_PROVIDED RECORDS_.
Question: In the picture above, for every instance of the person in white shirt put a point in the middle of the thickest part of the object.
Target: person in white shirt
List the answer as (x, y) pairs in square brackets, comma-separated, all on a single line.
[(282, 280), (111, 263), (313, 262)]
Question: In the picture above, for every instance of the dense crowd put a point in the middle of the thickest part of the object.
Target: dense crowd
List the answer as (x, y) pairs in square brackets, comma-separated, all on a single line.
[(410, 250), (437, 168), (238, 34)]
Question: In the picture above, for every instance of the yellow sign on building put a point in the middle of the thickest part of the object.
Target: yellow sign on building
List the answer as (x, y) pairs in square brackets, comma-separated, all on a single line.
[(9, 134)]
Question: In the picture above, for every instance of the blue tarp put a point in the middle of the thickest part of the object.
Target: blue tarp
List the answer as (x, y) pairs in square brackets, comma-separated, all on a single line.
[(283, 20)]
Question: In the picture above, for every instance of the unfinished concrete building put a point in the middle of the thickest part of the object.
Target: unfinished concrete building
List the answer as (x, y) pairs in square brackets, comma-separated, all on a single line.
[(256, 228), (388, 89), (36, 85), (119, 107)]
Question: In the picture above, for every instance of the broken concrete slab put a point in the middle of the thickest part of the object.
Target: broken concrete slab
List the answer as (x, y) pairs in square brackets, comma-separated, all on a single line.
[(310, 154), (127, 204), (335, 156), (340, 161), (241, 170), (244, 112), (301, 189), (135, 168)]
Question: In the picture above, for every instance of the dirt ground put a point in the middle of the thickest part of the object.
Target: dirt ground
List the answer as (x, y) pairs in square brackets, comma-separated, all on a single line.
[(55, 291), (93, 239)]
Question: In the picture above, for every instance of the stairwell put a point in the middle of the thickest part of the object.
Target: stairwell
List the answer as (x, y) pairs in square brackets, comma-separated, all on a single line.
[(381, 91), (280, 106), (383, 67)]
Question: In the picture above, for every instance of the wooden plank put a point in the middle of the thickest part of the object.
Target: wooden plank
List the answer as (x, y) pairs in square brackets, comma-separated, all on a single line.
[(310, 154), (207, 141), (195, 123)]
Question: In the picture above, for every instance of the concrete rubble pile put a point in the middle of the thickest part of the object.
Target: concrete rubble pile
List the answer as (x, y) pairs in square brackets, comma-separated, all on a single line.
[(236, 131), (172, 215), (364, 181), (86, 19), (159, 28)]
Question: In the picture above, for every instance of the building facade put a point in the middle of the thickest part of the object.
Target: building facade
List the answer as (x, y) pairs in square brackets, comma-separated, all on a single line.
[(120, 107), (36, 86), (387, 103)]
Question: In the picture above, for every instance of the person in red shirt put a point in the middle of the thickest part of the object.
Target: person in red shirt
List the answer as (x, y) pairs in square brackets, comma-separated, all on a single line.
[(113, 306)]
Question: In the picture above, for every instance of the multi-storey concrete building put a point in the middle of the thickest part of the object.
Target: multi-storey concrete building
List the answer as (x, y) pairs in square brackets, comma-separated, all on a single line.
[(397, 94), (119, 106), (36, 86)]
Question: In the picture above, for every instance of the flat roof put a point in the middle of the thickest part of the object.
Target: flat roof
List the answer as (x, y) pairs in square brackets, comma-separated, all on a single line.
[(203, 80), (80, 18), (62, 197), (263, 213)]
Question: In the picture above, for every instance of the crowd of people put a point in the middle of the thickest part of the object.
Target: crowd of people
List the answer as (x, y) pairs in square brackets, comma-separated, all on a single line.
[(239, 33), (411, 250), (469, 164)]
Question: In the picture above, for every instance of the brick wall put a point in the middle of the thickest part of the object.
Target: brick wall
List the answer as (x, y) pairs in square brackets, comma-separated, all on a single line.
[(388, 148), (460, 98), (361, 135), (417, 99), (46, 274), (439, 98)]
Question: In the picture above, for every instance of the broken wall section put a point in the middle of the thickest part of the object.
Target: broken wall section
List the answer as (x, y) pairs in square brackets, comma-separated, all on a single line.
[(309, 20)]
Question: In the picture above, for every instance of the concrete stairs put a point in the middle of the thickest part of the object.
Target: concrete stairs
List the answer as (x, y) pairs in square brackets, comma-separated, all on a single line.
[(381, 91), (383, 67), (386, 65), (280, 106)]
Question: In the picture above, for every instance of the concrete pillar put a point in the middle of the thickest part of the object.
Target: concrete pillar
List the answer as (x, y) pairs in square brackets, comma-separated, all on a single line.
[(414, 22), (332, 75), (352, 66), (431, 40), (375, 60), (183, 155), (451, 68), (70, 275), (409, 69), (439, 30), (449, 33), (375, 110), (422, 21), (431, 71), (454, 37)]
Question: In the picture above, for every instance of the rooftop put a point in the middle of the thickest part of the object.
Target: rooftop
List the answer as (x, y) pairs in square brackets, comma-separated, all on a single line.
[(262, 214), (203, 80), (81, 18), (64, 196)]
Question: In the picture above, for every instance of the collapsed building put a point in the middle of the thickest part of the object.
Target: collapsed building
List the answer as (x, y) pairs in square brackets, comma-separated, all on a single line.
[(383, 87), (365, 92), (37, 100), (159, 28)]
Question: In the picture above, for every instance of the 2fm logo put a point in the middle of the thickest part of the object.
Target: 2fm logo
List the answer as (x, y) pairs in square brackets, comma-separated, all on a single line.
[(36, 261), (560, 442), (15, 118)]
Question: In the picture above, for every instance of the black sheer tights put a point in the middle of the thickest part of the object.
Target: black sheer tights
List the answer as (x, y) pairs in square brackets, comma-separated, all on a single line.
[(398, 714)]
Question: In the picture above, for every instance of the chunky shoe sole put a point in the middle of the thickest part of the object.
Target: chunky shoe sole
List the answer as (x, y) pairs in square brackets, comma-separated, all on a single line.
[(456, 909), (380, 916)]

_TASK DESCRIPTION_.
Please copy word for word everything from the line containing "Question: In the picture above, for every instance of the chunky" through the end of the entries above, including both of those lines.

_ANSWER TO THIS PROBLEM_.
Question: In the picture above, for every instance of the chunky shoe sole put a point in the middle of the thickest part of the object.
Target: chunky shoe sole
List the answer as (x, y) pairs in square brackets, comma-separated, all on a single line.
[(456, 909), (380, 916)]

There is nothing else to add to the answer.